◆ **Activity**:
The records underneath are to be printed in full and exactly, with no pictures carried over.

◆ **Material shown**:
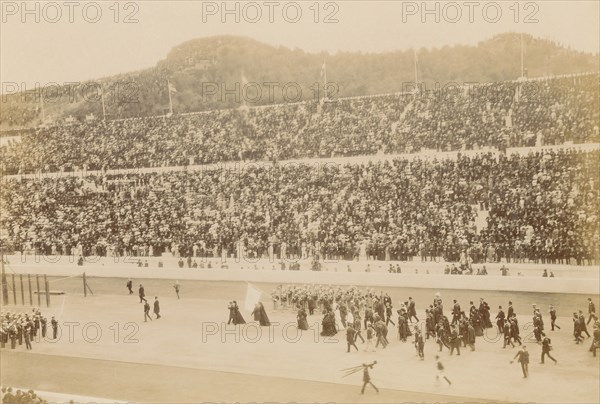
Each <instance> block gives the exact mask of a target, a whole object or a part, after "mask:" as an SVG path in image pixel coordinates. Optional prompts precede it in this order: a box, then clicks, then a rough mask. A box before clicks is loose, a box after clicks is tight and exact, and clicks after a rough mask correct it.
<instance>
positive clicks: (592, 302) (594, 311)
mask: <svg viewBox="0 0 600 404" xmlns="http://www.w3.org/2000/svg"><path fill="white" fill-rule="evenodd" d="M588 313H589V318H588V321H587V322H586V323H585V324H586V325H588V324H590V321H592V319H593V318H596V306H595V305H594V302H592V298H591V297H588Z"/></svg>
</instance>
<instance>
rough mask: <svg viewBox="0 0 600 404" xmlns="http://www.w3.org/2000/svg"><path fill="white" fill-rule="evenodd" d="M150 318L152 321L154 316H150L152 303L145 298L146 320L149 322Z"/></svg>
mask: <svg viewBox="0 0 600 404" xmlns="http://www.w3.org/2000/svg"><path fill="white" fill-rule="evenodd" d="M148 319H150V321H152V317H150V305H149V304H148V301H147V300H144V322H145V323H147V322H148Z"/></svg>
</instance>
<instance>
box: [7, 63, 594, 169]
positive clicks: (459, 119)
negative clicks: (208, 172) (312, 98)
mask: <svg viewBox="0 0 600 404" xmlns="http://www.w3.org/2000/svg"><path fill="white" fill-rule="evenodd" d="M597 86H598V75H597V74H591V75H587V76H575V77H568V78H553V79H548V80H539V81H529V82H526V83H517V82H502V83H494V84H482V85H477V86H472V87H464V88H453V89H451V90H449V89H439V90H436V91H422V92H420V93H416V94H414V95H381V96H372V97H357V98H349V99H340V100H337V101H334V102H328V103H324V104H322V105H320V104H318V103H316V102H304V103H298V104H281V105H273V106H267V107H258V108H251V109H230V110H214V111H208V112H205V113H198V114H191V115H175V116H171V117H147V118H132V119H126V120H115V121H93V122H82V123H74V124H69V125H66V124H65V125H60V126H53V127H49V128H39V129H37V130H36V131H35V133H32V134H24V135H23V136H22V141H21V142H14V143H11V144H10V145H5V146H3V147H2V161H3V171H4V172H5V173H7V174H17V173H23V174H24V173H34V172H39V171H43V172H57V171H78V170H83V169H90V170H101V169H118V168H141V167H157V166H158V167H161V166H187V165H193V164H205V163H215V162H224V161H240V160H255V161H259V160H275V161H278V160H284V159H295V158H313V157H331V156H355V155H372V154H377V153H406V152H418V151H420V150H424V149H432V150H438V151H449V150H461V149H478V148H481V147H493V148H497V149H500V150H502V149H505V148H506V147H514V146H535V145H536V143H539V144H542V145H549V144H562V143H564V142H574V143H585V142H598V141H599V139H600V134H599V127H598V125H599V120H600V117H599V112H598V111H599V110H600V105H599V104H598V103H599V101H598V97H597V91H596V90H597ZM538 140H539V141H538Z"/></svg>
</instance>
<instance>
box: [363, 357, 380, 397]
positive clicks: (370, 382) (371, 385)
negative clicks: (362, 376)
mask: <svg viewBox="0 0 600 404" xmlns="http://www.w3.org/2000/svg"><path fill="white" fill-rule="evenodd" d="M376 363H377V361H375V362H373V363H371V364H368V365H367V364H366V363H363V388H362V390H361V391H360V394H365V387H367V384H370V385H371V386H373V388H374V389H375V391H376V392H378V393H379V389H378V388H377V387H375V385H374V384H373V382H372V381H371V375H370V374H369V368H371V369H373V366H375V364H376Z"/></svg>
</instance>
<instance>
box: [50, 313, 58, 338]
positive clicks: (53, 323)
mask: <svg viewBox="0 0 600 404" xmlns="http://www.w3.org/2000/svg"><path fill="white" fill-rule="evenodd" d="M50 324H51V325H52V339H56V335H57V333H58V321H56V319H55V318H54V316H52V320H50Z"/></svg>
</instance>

◆ **Finished task**:
Each <instance> block gives the exact mask of a target, a whole object or a part, after "mask:" as an SVG path in image pixel coordinates. Optional prompts precede it in this order: a box, then clicks, then a rough mask. A box before clicks is loose, a box after clicks is tight and exact, and clicks after a rough mask correct it.
<instance>
positive clicks: (592, 302) (594, 311)
mask: <svg viewBox="0 0 600 404" xmlns="http://www.w3.org/2000/svg"><path fill="white" fill-rule="evenodd" d="M588 313H589V318H588V321H587V322H586V323H585V324H586V325H588V324H590V321H592V319H593V318H596V306H595V305H594V302H592V298H591V297H588Z"/></svg>
</instance>
<instance>
rough mask: <svg viewBox="0 0 600 404" xmlns="http://www.w3.org/2000/svg"><path fill="white" fill-rule="evenodd" d="M150 318L152 321L154 316H150L152 303L145 298L146 320L149 322Z"/></svg>
mask: <svg viewBox="0 0 600 404" xmlns="http://www.w3.org/2000/svg"><path fill="white" fill-rule="evenodd" d="M148 319H150V321H152V317H150V305H149V304H148V301H147V300H144V322H145V323H147V322H148Z"/></svg>
</instance>
<instance>
box: [7, 63, 594, 169]
positive clicks: (459, 119)
negative clicks: (208, 172) (312, 98)
mask: <svg viewBox="0 0 600 404" xmlns="http://www.w3.org/2000/svg"><path fill="white" fill-rule="evenodd" d="M597 86H598V75H597V74H591V75H587V76H575V77H568V78H553V79H548V80H539V81H529V82H526V83H517V82H502V83H494V84H482V85H477V86H472V87H464V88H453V89H451V90H449V89H439V90H436V91H422V92H420V93H416V94H414V95H381V96H372V97H357V98H349V99H340V100H337V101H334V102H328V103H324V104H322V105H320V104H318V103H316V102H304V103H298V104H281V105H273V106H267V107H258V108H251V109H230V110H214V111H208V112H205V113H198V114H191V115H175V116H171V117H147V118H132V119H126V120H115V121H93V122H82V123H74V124H69V125H66V124H65V125H60V126H53V127H49V128H39V129H37V130H36V131H35V133H32V134H24V135H23V136H22V141H21V142H14V143H11V144H10V145H5V146H3V147H2V161H3V171H4V172H5V173H7V174H17V173H23V174H24V173H34V172H39V171H43V172H57V171H78V170H83V169H90V170H101V169H118V168H141V167H157V166H158V167H161V166H187V165H193V164H205V163H215V162H224V161H240V160H255V161H259V160H275V161H278V160H284V159H295V158H313V157H331V156H355V155H372V154H377V153H406V152H418V151H420V150H424V149H432V150H438V151H449V150H461V149H478V148H481V147H493V148H497V149H500V150H502V149H505V148H506V147H514V146H535V145H536V143H539V144H542V145H549V144H562V143H564V142H574V143H585V142H598V141H599V139H600V134H599V127H598V125H599V120H600V117H599V112H598V111H599V110H600V105H599V104H598V103H599V101H598V97H597V91H596V90H597ZM538 140H539V141H538Z"/></svg>
</instance>
<instance>
box: [363, 357, 380, 397]
positive clicks: (370, 382) (371, 385)
negative clicks: (362, 376)
mask: <svg viewBox="0 0 600 404" xmlns="http://www.w3.org/2000/svg"><path fill="white" fill-rule="evenodd" d="M376 363H377V361H375V362H373V363H371V364H368V365H367V364H366V363H363V388H362V390H361V391H360V394H365V387H367V384H370V385H371V386H373V388H374V389H375V391H376V392H378V393H379V389H378V388H377V387H375V385H374V384H373V382H372V381H371V375H370V374H369V368H371V369H373V366H375V364H376Z"/></svg>
</instance>
<instance>
box: [50, 313, 58, 338]
positive clicks: (53, 323)
mask: <svg viewBox="0 0 600 404" xmlns="http://www.w3.org/2000/svg"><path fill="white" fill-rule="evenodd" d="M50 324H51V325H52V339H56V335H57V333H58V321H56V319H55V318H54V316H52V320H50Z"/></svg>
</instance>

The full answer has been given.